Assigned task:
The listing below should be written out exactly; please include all of it.

(Beginning of Given records)

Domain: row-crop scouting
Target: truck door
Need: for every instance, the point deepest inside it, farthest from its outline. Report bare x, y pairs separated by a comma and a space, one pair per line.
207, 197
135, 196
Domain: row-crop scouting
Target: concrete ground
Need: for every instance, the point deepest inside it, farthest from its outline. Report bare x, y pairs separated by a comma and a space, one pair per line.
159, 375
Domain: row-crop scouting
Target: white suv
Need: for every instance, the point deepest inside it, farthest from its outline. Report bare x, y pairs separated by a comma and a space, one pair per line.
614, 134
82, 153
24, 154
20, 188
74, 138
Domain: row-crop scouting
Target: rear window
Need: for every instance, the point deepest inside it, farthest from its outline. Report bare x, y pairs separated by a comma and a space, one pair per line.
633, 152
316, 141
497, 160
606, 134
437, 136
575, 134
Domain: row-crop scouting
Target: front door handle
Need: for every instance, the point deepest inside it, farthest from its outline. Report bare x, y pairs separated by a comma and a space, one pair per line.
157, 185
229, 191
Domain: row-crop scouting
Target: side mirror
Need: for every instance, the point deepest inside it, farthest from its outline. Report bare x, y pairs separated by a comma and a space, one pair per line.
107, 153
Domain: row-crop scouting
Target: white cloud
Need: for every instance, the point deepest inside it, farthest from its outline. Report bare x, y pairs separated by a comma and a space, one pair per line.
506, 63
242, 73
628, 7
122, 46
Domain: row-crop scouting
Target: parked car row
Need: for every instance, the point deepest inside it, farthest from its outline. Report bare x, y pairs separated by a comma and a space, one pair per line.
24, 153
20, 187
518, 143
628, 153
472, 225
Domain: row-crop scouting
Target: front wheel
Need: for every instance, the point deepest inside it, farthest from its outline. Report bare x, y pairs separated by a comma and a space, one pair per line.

(End of Given records)

Written answer:
Domain: row-crop scouting
Target: truck door
Need: for every instance, the point deepest inside it, farthest from its outline. Report bare x, y pairs separated by a comma and a space, one pair per line.
207, 197
135, 196
Domain: row-crop scouting
Target: concrete ground
Need: for every instance, the point deepest inside it, farthest from its outline. Report bare x, y pairs separated by a comma and a space, one pair per line.
159, 375
Domain: row-crop scouting
Target: white suv
Need: for every instance, the point deepest inside it, farthest from its outline. Report bare x, y pairs separated by a comma and a space, one pair per line.
614, 134
82, 153
24, 154
20, 188
74, 138
Domain: row-crop scouting
Target: rear window
Need: for every instance, the point deepest inside it, farthest from its outline. Report bare x, y pairs separated by a comma and a space, one pair per line.
633, 152
316, 141
497, 160
606, 134
437, 136
575, 134
Domain: row-crop scouting
Target: front door handle
Need: for every instance, the point deepest inside it, farthest from its outline. Report bare x, y pairs separated by a comma and a space, one pair per line.
157, 185
229, 191
Domain: row-crop scouting
Target: side mirror
Need: for every instance, the point deepest inside it, farthest from its outline. Report bare x, y pairs separated by a comma and a space, one pair per line.
107, 153
Domain: row-crop scouting
Target: white cloud
Need: for every instance, the point deepest inside it, farthest from its outline. Report bare x, y pairs separated by a comma and a space, one pair per line.
506, 63
242, 73
628, 7
122, 46
Domain: row-crop scouting
Target: parked car row
Need: for every instance, the point deepest inside it, farthest from its outline. Report bare x, y pairs separated by a comma and a space, one pair per line.
24, 153
20, 187
518, 143
628, 153
472, 225
Domain: row-crop scouting
Target: front wheel
Need: for every instance, the point deepest inside it, farthest from its outline. Report bare x, y pairs separated by a comma and a space, one pair per line.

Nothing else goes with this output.